Segment Start: Data supplied
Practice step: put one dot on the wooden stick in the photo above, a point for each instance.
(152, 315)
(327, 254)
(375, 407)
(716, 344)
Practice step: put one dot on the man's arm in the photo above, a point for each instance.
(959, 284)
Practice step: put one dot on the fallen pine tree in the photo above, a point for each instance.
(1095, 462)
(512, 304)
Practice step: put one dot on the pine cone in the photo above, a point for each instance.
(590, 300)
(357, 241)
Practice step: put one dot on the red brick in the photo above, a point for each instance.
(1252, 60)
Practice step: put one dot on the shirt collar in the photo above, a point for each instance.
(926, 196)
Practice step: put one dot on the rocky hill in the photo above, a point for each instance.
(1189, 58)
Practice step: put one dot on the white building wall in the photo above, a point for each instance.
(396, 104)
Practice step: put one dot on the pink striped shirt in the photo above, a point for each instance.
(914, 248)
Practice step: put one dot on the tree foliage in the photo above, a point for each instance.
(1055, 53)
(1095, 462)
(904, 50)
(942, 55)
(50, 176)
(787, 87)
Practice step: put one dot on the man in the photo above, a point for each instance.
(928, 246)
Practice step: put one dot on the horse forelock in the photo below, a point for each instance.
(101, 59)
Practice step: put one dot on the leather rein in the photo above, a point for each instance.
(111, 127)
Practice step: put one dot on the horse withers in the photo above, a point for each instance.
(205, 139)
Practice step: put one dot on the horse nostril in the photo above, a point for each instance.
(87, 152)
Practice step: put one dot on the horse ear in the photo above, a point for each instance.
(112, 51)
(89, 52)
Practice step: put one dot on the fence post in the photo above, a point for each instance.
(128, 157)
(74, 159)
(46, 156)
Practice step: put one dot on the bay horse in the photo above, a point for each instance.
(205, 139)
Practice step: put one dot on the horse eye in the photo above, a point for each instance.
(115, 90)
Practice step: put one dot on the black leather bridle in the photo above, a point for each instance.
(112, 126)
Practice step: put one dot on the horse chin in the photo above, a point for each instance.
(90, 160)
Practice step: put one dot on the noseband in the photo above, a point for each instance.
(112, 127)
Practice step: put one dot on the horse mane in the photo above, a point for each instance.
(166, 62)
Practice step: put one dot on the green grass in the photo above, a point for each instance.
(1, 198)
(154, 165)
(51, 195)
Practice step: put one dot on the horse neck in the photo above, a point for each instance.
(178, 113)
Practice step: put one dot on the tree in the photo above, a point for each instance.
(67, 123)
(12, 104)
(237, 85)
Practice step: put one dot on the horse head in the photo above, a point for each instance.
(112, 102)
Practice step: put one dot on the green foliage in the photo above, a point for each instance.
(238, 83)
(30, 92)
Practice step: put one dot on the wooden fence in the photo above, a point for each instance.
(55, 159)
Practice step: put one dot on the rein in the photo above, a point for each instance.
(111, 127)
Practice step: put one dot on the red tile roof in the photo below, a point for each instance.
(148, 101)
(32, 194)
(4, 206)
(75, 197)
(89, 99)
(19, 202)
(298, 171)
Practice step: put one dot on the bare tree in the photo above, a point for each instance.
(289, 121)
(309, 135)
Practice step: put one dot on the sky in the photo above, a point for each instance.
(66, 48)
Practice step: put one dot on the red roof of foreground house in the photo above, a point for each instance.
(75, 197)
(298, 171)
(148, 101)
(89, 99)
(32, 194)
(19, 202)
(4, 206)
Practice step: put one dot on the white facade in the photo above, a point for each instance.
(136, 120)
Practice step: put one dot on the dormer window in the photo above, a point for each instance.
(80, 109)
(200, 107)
Segment End: Data supplied
* _Your instructions_
The required answer is every line of the data, duplicated exactly.

* _Task solution_
Practice step: put one dot on the wooden stick in the photo above, a point for each instance.
(152, 315)
(327, 254)
(375, 407)
(716, 344)
Practice step: put one dot on the man's arm in the photo above, a point for each instance.
(959, 284)
Practice step: put one dot on the fallen pine tree in the photo above, a point for each instance.
(1095, 462)
(512, 304)
Practice step: put one dot on the pine cone in the photo above, a point for each instance.
(590, 300)
(357, 241)
Practice step: put one dot on the red brick in the photo above, a point for each instance.
(1252, 60)
Practice step: put one dot on the shirt collar in the photo above, a point for each instance.
(926, 196)
Practice step: put one dot on the rocky hill in the photo above, a point for each instance.
(1189, 58)
Practice step: put one dot on the white building wall in the photo above, a point for each instance.
(396, 104)
Practice step: put one dot on the pink striped shirt in the photo above, a point for each instance.
(914, 248)
Practice step: put one dot on the tree foliage in the photo above, a point for each instance.
(1055, 53)
(1095, 462)
(904, 50)
(942, 55)
(50, 176)
(787, 87)
Practice step: put one dot on the man in the photo above, a point for each instance.
(928, 246)
Practice step: put one dot on the horse forelock in the photo below, a point for each instance.
(101, 59)
Practice step: put one dot on the leather rein in the photo above, a point for each instance.
(111, 127)
Practice step: put one dot on the horse withers in the photo above, a point for each instance.
(205, 139)
Practice step: put one dot on the horse nostril in the photo above, a point for each instance.
(87, 152)
Practice step: put one dot on the horse ear in the photo above, a point for each instance.
(112, 51)
(89, 52)
Practice step: put one dot on the fence post in the photo above, a point for each instance.
(128, 157)
(74, 159)
(46, 156)
Practice step: put one dot on the bay horse in the photo above, a point for each instance.
(205, 139)
Practice step: put one dot on the horse eye in the photo above, a point for each instance.
(115, 90)
Practice step: put one dot on the black leather bridle in the photo above, a point for each instance.
(112, 126)
Practice step: put one dot on the horse chin in the photo above, a point for each instance.
(90, 160)
Practice step: put one dot on the noseband in the photo above, a point for each instance.
(112, 127)
Practice step: put one dot on the horse mane in the photo above, a point for each instance.
(166, 62)
Practice step: put one dot on the green grass in the photo above, a point for each instance.
(1, 198)
(154, 165)
(51, 195)
Practice step: put one dot on the horse neck in the photo above, a point for each instance.
(178, 113)
Practice step: put one dot on the tree in the photo above, a point for each instance.
(67, 123)
(12, 104)
(237, 85)
Practice step: put one dot on the horse head in the photo above, a point for each instance.
(112, 102)
Practice step: put one dot on the green foliage in the photo above, a point for each instance.
(238, 83)
(30, 92)
Practice step: put one dot on the wooden fence in the photo above, a point for each instance.
(55, 159)
Practice step: put one dot on the rein in the photo above, a point for each instance.
(111, 127)
Practice step: put one dot on the red tile roof in the photo below, a point for each instance.
(148, 101)
(32, 194)
(4, 206)
(75, 197)
(89, 99)
(19, 202)
(298, 171)
Practice step: put one dot on the bare tree in the photo above, a point for each instance.
(289, 121)
(309, 135)
Practice step: put one dot on the sky in the photo above, a point for each instance.
(66, 48)
Practice step: put one dot on the red roof of foreground house in the photo above, a point for each instance.
(75, 197)
(298, 171)
(148, 101)
(89, 99)
(32, 194)
(19, 202)
(4, 206)
Practice step: put one dot on the white facade in the photo above, a point for each instance.
(136, 120)
Practice step: put one dot on the dormer window in the photo above, a point for each instance.
(80, 109)
(200, 107)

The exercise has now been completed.